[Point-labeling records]

━━━━━━━━

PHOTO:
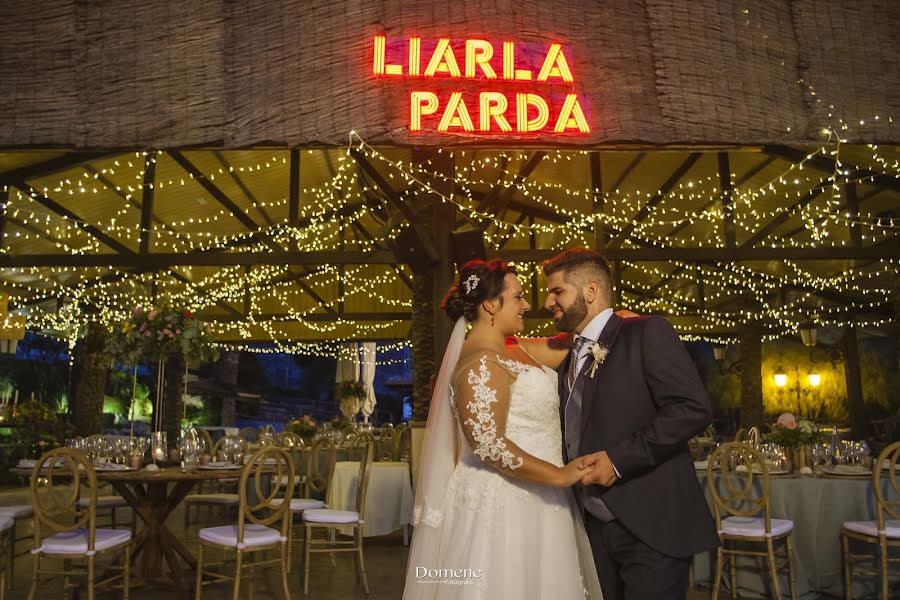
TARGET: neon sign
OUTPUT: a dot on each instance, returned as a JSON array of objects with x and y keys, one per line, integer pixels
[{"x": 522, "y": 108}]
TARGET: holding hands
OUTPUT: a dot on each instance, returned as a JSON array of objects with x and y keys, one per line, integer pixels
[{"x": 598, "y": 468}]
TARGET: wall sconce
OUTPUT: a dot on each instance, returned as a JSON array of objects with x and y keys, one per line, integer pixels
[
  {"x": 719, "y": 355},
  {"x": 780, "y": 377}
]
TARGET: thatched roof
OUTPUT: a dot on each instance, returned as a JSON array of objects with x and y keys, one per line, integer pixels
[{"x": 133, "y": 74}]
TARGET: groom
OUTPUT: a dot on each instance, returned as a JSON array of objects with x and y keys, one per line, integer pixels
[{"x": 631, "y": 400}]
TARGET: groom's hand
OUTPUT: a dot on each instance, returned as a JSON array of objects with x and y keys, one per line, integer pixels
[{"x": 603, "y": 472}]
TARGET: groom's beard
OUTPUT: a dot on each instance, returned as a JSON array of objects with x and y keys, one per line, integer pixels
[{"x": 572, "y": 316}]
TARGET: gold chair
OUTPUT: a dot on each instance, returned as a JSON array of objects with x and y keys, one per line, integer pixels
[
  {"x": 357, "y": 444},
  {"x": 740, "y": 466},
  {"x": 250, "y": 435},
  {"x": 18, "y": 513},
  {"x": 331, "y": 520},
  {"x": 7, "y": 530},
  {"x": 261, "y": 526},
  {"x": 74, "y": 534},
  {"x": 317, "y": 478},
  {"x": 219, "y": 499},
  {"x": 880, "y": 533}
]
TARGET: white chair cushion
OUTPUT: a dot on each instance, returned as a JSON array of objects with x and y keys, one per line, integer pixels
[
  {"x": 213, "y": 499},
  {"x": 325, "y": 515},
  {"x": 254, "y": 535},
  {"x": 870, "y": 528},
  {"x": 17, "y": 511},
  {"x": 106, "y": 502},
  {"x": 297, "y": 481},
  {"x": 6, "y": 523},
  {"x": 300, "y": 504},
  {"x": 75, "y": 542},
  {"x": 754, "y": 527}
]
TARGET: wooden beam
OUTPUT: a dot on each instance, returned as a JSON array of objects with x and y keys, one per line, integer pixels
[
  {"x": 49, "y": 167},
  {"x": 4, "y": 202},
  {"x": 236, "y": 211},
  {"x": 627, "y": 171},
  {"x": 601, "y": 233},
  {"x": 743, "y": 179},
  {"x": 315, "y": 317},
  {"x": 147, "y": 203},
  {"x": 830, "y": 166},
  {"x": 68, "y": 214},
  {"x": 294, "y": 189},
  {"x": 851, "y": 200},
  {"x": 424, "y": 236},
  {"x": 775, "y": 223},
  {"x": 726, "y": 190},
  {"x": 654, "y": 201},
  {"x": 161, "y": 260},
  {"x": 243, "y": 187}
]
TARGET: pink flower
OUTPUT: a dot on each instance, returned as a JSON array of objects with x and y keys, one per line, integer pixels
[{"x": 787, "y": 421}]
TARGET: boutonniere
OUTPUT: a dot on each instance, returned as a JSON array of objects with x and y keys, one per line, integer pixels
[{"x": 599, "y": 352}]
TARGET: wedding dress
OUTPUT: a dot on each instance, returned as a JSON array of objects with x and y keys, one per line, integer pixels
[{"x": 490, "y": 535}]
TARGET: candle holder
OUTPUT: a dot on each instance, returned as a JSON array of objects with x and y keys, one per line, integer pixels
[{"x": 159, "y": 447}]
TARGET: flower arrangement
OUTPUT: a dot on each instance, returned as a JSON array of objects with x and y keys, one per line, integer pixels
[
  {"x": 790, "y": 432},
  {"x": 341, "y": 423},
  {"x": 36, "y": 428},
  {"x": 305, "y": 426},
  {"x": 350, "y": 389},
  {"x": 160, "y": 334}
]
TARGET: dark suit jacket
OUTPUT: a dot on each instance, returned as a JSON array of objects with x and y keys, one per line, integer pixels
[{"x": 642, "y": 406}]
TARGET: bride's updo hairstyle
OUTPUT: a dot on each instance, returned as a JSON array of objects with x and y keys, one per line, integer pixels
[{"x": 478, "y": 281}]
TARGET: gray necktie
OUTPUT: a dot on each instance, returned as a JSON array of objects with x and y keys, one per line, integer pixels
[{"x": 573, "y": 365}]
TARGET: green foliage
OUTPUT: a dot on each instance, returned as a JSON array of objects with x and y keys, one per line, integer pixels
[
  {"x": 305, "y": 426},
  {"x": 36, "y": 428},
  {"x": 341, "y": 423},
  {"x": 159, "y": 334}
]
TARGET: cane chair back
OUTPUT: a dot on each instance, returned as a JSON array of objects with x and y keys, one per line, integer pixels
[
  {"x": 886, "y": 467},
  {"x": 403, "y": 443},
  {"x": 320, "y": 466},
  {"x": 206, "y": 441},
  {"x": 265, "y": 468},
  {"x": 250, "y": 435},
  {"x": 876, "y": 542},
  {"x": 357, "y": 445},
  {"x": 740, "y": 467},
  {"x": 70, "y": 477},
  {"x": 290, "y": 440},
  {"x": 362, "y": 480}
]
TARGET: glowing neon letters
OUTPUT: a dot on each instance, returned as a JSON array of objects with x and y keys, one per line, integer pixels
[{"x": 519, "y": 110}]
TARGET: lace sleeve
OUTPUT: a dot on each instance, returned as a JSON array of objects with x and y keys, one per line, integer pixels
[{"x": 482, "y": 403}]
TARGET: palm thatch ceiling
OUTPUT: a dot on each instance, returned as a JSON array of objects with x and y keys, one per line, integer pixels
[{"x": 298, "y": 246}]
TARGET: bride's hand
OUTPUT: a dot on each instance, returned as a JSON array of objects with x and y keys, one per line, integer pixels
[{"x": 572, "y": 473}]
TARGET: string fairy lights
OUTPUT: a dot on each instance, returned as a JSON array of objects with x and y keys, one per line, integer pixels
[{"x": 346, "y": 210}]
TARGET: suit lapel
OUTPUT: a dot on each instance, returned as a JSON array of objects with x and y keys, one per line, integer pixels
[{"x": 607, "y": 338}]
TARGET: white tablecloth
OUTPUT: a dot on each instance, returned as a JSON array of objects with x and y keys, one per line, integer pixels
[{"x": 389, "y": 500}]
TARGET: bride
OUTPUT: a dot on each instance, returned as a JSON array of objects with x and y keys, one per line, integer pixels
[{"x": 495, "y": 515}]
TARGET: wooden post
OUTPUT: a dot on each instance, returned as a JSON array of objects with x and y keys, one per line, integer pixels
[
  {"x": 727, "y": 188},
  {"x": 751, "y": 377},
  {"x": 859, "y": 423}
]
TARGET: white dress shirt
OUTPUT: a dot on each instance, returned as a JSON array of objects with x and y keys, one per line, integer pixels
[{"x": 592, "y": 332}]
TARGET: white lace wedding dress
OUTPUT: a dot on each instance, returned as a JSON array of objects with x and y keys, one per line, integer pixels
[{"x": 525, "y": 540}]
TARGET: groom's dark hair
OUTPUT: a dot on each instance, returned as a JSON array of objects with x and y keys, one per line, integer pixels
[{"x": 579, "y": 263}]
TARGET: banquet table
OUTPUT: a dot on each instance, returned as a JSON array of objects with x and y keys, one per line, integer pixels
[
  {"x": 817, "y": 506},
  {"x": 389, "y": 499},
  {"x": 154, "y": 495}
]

━━━━━━━━

__WHAT YOU HAVE TO DO__:
Please reproduce, with no changes, the part that opens with the line containing "TARGET: banquet table" and runs through the end of the records.

__WRITTEN ANSWER__:
TARGET: banquet table
OUTPUT: a dot on each instance, returned as a JSON array of objects with x and y keys, one per line, integer pixels
[
  {"x": 817, "y": 506},
  {"x": 389, "y": 499},
  {"x": 154, "y": 495}
]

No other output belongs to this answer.